▸ **TASK TO CARRY OUT**:
Retype the data that follows line by line, exactly, and leave its pictures out.

▸ **PROVIDED ENTRIES**:

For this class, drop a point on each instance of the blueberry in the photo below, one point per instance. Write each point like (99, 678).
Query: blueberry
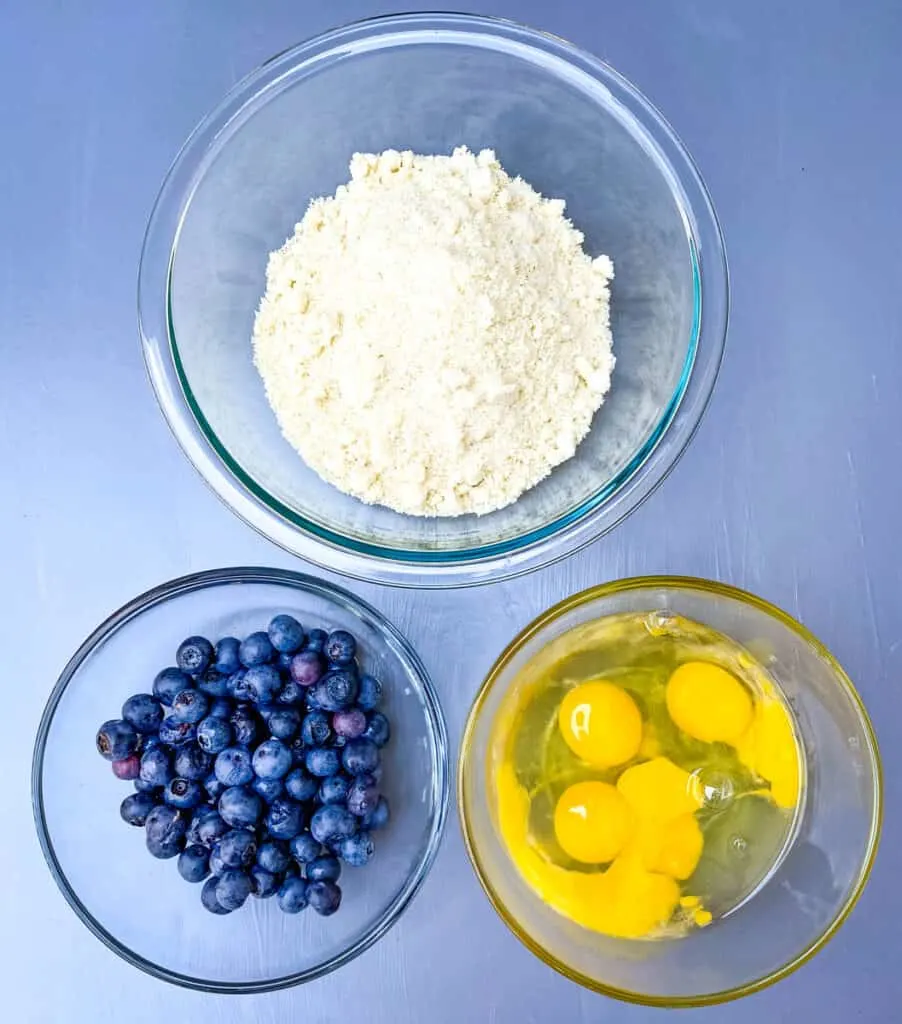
(335, 790)
(232, 766)
(194, 655)
(165, 830)
(128, 768)
(370, 692)
(237, 848)
(226, 655)
(135, 808)
(285, 818)
(264, 884)
(350, 723)
(214, 734)
(285, 722)
(271, 760)
(168, 683)
(315, 729)
(300, 785)
(143, 713)
(325, 897)
(233, 889)
(262, 682)
(359, 757)
(286, 634)
(156, 767)
(378, 730)
(194, 863)
(333, 821)
(245, 725)
(208, 897)
(307, 668)
(293, 895)
(323, 761)
(117, 739)
(191, 762)
(378, 817)
(256, 649)
(324, 869)
(340, 647)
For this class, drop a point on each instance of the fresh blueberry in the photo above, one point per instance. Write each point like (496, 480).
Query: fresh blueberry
(307, 668)
(340, 647)
(285, 818)
(208, 897)
(194, 863)
(350, 723)
(256, 649)
(194, 655)
(300, 785)
(286, 634)
(323, 761)
(332, 821)
(128, 768)
(356, 850)
(233, 767)
(370, 692)
(117, 739)
(168, 683)
(378, 730)
(226, 655)
(359, 757)
(156, 767)
(315, 729)
(271, 759)
(325, 897)
(285, 722)
(165, 830)
(135, 808)
(293, 895)
(233, 888)
(262, 683)
(214, 734)
(143, 713)
(324, 869)
(335, 790)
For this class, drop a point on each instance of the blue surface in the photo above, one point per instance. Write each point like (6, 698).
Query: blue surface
(790, 488)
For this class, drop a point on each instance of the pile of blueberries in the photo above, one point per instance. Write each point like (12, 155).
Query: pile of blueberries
(257, 764)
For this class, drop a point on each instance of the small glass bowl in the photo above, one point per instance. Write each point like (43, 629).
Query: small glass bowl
(140, 907)
(561, 119)
(814, 887)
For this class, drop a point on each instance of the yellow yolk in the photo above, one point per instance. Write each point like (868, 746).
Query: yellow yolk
(592, 822)
(601, 724)
(709, 704)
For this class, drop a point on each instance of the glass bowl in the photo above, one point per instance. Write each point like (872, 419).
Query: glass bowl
(140, 907)
(563, 120)
(820, 877)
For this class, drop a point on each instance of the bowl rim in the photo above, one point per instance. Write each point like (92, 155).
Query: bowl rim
(719, 590)
(435, 724)
(406, 567)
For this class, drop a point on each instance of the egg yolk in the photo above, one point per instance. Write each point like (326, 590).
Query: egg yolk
(592, 822)
(601, 724)
(707, 702)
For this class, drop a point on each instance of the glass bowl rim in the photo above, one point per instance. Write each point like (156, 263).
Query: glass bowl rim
(539, 546)
(719, 590)
(434, 721)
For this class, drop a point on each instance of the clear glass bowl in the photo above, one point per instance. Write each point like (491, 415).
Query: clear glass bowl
(140, 907)
(569, 125)
(814, 888)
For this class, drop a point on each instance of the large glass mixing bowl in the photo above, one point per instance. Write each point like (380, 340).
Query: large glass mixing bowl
(561, 119)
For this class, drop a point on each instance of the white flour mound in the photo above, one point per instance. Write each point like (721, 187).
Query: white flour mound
(434, 338)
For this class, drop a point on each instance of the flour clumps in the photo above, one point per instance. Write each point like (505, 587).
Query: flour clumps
(433, 338)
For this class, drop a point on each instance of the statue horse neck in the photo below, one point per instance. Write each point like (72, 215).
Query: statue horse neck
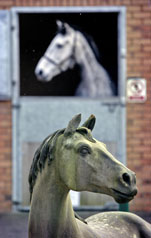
(51, 213)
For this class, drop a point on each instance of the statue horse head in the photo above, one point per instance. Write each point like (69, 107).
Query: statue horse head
(69, 48)
(72, 159)
(85, 164)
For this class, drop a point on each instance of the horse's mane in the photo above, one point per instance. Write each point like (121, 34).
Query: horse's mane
(89, 39)
(45, 151)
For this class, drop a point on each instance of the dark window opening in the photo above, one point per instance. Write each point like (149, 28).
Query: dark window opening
(36, 33)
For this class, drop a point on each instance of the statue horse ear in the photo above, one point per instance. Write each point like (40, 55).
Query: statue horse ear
(72, 125)
(90, 122)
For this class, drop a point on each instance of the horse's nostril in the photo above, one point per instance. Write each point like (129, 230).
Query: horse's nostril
(126, 178)
(40, 72)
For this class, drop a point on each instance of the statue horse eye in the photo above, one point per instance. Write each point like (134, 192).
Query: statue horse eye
(84, 151)
(59, 46)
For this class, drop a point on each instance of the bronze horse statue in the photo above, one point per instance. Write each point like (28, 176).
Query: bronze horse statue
(72, 159)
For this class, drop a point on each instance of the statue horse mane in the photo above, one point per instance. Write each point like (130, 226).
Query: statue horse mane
(46, 151)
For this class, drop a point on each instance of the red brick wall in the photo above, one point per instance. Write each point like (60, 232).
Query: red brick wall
(5, 156)
(138, 115)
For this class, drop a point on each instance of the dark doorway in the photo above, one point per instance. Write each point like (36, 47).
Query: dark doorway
(36, 33)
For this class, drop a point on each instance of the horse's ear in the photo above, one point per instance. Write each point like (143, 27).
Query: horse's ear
(90, 122)
(62, 27)
(73, 125)
(59, 24)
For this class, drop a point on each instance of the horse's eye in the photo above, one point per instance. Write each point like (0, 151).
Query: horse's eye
(84, 151)
(59, 46)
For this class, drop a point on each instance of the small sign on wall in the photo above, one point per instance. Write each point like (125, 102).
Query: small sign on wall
(136, 90)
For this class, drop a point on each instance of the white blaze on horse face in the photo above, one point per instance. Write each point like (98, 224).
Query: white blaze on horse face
(58, 56)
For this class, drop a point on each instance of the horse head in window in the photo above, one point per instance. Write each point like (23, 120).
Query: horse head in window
(70, 47)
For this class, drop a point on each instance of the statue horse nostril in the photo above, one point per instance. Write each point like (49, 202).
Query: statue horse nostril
(126, 178)
(40, 73)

▸ **SOLUTION TO THE PROBLEM**:
For this class, drop a point on each instance of the blueberry in the photo below, one point per instance. Write each point like (99, 678).
Query: blueberry
(335, 790)
(232, 766)
(194, 655)
(165, 830)
(128, 768)
(370, 692)
(237, 848)
(226, 655)
(135, 808)
(285, 818)
(264, 884)
(350, 723)
(214, 734)
(285, 722)
(271, 760)
(168, 683)
(315, 729)
(300, 785)
(143, 713)
(325, 897)
(233, 889)
(262, 682)
(359, 757)
(286, 634)
(156, 767)
(378, 730)
(194, 863)
(333, 821)
(245, 725)
(208, 897)
(307, 668)
(293, 895)
(323, 761)
(117, 739)
(191, 762)
(378, 817)
(256, 649)
(324, 869)
(340, 647)
For this class, drop a point on each instance of the fresh blueberry in the photo above, one point per instance. Write each point like (496, 480).
Query: fresh blueberry
(307, 668)
(340, 647)
(285, 818)
(208, 897)
(194, 863)
(350, 723)
(256, 649)
(194, 655)
(300, 785)
(286, 634)
(323, 761)
(332, 821)
(128, 768)
(356, 850)
(233, 767)
(370, 692)
(117, 739)
(168, 683)
(378, 730)
(226, 655)
(359, 757)
(156, 767)
(315, 729)
(271, 759)
(325, 897)
(285, 722)
(165, 830)
(135, 808)
(293, 895)
(233, 888)
(262, 683)
(214, 734)
(143, 713)
(324, 869)
(335, 790)
For this class, drop a point on each instance of the blue surface in the photo above, one point per instance. Write each point like (6, 698).
Query: blue surface
(790, 488)
For this class, drop a point on each instance of the pile of blueberries in the photo above, one point per instance. Write each point like (12, 155).
Query: pile of blueberries
(257, 764)
For this class, drop a point on each instance of the small glass bowl in the photo above, one point per instance. Write each point like (43, 629).
Query: small glass bowl
(140, 907)
(561, 119)
(814, 887)
For this class, drop a point on each instance of the yellow yolk in the photo above, one point per instance. Write each point like (868, 746).
Query: yellow yolk
(592, 822)
(601, 724)
(709, 704)
For this class, drop a point on each instance of the glass bowl in the photo above, one point per instance. Write each point like (872, 419).
Query: glass bowl
(140, 907)
(563, 120)
(820, 877)
For this class, drop a point on each instance of the bowl rim in the photo above, one point per instance. Write each point like (92, 155).
Query: bowl rim
(719, 590)
(435, 724)
(406, 567)
For this class, drop a point on each instance of the egg yolk in the photo above, one point per instance. Write each point like (326, 590).
Query: egg yolk
(592, 822)
(601, 724)
(707, 702)
For this class, drop a point on each instance of the glass bowl rim in the photo above, one point per instance. Write each point like (156, 263).
Query: glass bowl rim
(539, 546)
(719, 590)
(434, 721)
For this class, drop a point on each instance of the clear glass bowl in the photo above, one point per instance. Write each point like (491, 415).
Query: clear glass bowl
(140, 907)
(569, 125)
(814, 888)
For this class, drop a point on each instance of the large glass mixing bowl in the photo above, one point per instance. Write each point like (380, 340).
Query: large glass mixing bowl
(561, 119)
For this class, drop a point on each instance of the white flour mound in the photo above, one point per instance. Write each point like (721, 187).
Query: white flour mound
(434, 338)
For this class, drop a point on each instance of the flour clumps in the photo above, one point per instance. Write each point like (505, 587).
Query: flour clumps
(433, 338)
For this class, drop a point on each instance of the statue horse neck in the photo below, one point per instance. Write each point like (72, 215).
Query: statue horse neck
(51, 213)
For this class, drop a point on each instance of the statue horse head in the photo above, one point per instance. Write each point like (69, 107).
Query: statue horse head
(69, 48)
(72, 159)
(85, 164)
For this class, drop a point on each instance of the horse's mane in the photo above, one point per instance. Write each point like (121, 34).
Query: horse's mane
(89, 39)
(45, 151)
For this class, drop a point on each instance of the dark window opening in the photo above, one point per instance. Write each point like (149, 28).
Query: dark window opening
(36, 33)
For this class, drop a point on each instance of the statue horse ear in the photo above, one point per instance. Write each point like (40, 55).
Query: statue horse ear
(72, 125)
(90, 122)
For this class, drop a point on each instance of the horse's nostril in the photo above, one point per instance. Write each point like (129, 230).
Query: horse's nostril
(126, 178)
(40, 72)
For this class, drop a point on each instance of the statue horse eye in the photo above, one point per instance. Write each point like (134, 192).
Query: statue horse eye
(84, 151)
(59, 46)
For this class, drop a point on each instance of the bronze horse statue in the photo above, one point per instance. Write each point like (28, 176).
Query: bronze horse statue
(72, 159)
For this class, drop a point on each instance of the statue horse mane in the photo above, one point per instance. Write each point like (130, 226).
Query: statue horse mane
(46, 151)
For this class, drop a point on each instance of the red brick wall in the photo above, one point per instance. Write each point like (60, 232).
Query: red brick wall
(5, 156)
(138, 115)
For this class, drop a point on each instance of the dark doorway in the photo above, one point per instance. Write each point like (36, 47).
Query: dark doorway
(36, 33)
For this class, drop a point on each instance of the horse's ear in the photo above, one point per instance. Write each point like (143, 27).
Query: horse's ear
(90, 122)
(62, 27)
(73, 125)
(59, 24)
For this class, drop a point on each instance of the horse's eye in the photo above, one point per instance. Write each point like (0, 151).
Query: horse's eye
(84, 151)
(59, 46)
For this class, drop a point on each instance of the small sign on wall in the photo above, one point per instance. Write each point like (125, 102).
Query: small sign on wall
(136, 90)
For this class, drop a point on each instance of the white blaze on horse face in the photo above, one point per instance. Write each point like (98, 224).
Query: white blaze on horse face
(58, 56)
For this class, drop a point on each instance of the horse head in window in the photo above, one point per instance. Write each point like (23, 120).
Query: horse head in window
(70, 47)
For this class, drop a point on each instance of the statue horse nostril in the photo above, one point per instance. Write each point like (49, 202).
Query: statue horse nostril
(126, 178)
(40, 73)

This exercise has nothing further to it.